▶ **WHAT TO PRODUCE**:
All of the entries are to be printed exactly as they appear.

(Point-per-instance localization data)
------------------------------------------------------------------------

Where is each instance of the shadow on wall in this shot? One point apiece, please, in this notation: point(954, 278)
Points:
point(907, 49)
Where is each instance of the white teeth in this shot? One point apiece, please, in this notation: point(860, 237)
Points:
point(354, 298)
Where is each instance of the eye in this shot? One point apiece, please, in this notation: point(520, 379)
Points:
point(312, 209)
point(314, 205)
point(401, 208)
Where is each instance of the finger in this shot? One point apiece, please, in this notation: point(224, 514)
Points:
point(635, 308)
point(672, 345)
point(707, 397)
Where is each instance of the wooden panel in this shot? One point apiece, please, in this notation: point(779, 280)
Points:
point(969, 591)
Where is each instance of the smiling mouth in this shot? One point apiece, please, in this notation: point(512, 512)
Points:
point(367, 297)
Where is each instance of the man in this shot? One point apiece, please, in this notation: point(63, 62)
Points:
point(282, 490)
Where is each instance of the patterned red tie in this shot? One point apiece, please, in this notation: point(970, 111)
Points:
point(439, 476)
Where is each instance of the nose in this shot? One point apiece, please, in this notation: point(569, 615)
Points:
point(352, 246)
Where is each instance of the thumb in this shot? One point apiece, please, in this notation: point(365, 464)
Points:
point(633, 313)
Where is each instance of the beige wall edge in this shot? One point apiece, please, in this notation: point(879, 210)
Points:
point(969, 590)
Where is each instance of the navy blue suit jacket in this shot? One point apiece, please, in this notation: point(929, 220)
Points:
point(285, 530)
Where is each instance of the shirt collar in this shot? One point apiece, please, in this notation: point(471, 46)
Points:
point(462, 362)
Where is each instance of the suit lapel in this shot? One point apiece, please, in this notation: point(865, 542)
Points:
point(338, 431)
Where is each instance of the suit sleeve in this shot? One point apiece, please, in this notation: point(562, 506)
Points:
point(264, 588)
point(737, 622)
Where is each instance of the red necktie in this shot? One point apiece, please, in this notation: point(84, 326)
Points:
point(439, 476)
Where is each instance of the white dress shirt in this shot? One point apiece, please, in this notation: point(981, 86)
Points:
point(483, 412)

------------------------------------------------------------------------

▶ **YOUR RESPONSE**:
Where is each instance of the shadow on wall in this shot? One point apiece, please, in this notation: point(954, 278)
Points:
point(907, 49)
Where is each instance of the white teeth in this shot? One point apiece, please, in this notation: point(860, 237)
Points:
point(354, 298)
Where is each instance of the eye in this shot? One point apiece, please, in this notation: point(520, 379)
Points:
point(312, 209)
point(314, 205)
point(401, 208)
Where is each instance of the finger in this shot? One point apiece, please, in this notation: point(224, 514)
Points:
point(635, 308)
point(672, 345)
point(707, 397)
Where is each instance of the wooden panel in this shot? One point apiece, please, in this notation: point(779, 280)
Points:
point(969, 591)
Where is each instance of the smiling mouth in this shot? One point apiece, please, in this notation: point(512, 512)
Points:
point(367, 297)
Where is each instance of the man in this shot? One point apiece, please, in this notation: point(63, 62)
Points:
point(282, 490)
Where is each instance of the patterned red tie in this shot? One point apiece, please, in this notation: point(970, 111)
Points:
point(439, 476)
Where is each instance of the nose in this shot? One point apiece, please, in this notation: point(569, 615)
Points:
point(352, 246)
Where is each instance of the thumb in this shot? One point apiece, please, in this notation: point(365, 464)
Points:
point(633, 313)
Where is each instance of the beige wall edge in this shot? One point apiece, please, in this notation: point(879, 210)
Points:
point(969, 590)
Where is each instance of the navy blue suit jacket in this shot? One point apiece, please, in this notation: point(929, 220)
Points:
point(285, 530)
Where is each instance of the shirt collar in this shot? One point apiece, please, in this notation: point(471, 46)
Points:
point(462, 362)
Where is each instance of the suit lapel in this shot? One point apiece, please, in this notation: point(865, 542)
Points:
point(338, 431)
Where is each instance of the suit sleeve in this shot? One point apiece, please, in this notation: point(562, 506)
Points:
point(264, 588)
point(737, 622)
Where is each instance of the red necktie in this shot? One point apiece, please, in this notation: point(84, 326)
Points:
point(439, 476)
Where is each instance of the white dress shirt in this shot? One point apiece, please, in this notation: point(981, 86)
Points:
point(483, 412)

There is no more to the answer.